Records for processing START
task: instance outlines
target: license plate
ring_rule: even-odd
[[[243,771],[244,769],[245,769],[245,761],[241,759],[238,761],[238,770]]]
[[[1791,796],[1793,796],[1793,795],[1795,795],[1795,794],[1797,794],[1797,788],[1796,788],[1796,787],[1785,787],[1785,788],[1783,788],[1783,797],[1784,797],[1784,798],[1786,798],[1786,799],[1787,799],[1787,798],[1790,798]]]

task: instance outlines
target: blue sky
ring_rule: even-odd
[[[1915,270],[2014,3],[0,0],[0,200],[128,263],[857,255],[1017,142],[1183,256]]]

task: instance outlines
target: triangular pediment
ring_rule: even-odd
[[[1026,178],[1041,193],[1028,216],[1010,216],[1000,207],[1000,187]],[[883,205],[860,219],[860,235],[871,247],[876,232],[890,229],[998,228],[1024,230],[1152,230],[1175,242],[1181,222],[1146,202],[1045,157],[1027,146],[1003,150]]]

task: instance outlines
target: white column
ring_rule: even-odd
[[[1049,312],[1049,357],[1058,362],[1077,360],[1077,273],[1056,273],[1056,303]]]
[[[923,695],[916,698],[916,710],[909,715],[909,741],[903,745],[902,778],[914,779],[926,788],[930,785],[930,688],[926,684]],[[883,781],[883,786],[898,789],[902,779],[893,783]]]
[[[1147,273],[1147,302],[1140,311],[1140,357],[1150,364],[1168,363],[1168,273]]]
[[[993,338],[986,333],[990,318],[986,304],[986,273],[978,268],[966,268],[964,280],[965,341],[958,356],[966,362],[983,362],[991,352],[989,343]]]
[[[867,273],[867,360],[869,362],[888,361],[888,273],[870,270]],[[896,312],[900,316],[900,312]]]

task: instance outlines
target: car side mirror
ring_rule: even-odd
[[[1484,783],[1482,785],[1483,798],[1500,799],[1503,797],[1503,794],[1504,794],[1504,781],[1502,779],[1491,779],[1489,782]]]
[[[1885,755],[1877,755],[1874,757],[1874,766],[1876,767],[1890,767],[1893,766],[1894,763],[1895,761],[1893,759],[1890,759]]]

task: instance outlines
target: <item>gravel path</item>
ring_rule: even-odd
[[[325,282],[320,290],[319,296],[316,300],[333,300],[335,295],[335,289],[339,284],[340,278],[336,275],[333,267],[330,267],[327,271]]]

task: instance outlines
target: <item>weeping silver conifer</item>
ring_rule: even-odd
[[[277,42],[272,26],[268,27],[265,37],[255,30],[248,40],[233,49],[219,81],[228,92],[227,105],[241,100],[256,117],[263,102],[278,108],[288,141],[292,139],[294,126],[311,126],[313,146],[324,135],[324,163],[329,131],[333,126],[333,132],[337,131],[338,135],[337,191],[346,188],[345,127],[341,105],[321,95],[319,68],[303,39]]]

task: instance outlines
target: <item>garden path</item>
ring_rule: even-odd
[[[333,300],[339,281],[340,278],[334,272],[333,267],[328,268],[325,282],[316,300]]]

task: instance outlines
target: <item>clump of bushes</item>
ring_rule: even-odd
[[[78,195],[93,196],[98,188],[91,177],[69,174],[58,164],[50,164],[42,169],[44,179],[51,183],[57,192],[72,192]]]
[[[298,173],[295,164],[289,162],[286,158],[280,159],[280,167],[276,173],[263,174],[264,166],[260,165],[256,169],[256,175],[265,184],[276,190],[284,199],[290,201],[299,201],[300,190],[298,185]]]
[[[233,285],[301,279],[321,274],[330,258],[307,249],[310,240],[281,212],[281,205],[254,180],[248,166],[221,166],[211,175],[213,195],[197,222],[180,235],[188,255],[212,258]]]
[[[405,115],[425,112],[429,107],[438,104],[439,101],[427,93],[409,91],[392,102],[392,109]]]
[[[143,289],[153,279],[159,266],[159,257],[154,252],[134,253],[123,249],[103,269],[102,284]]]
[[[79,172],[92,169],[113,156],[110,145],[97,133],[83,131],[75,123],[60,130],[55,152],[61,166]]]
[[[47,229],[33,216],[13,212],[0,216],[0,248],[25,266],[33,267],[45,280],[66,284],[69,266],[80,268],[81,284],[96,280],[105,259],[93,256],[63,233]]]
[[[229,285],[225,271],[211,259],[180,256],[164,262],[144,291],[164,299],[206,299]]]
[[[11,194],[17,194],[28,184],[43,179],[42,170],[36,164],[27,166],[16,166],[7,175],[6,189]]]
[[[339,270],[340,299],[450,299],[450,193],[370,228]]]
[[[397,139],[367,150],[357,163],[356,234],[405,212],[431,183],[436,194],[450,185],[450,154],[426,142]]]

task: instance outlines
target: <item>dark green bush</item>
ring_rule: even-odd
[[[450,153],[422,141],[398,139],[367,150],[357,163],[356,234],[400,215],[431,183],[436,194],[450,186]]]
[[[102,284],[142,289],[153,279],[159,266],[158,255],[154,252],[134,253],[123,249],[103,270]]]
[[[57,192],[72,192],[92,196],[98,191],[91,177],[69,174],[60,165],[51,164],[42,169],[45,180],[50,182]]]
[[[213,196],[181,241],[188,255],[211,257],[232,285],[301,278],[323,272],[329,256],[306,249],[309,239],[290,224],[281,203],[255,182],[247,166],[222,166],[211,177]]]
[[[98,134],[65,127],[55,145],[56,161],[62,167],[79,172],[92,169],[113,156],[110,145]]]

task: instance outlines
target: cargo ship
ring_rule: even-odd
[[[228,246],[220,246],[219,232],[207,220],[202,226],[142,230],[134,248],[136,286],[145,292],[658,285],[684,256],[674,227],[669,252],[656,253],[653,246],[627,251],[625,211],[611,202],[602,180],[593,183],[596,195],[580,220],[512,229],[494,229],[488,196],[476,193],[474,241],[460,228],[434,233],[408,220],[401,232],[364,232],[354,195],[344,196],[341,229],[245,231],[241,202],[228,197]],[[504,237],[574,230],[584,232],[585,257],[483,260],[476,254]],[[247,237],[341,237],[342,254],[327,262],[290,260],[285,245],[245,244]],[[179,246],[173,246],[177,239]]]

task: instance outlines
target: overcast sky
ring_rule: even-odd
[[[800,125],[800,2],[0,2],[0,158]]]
Records for processing END
### Exercise aim
Look through the data above for the word "target". Report each line where it occurs.

### Solution
target: license plate
target: blue sky
target: triangular pediment
target: white column
target: car side mirror
target: <item>gravel path</item>
target: <item>weeping silver conifer</item>
target: <item>garden path</item>
target: <item>clump of bushes</item>
target: <item>dark green bush</item>
target: cargo ship
target: overcast sky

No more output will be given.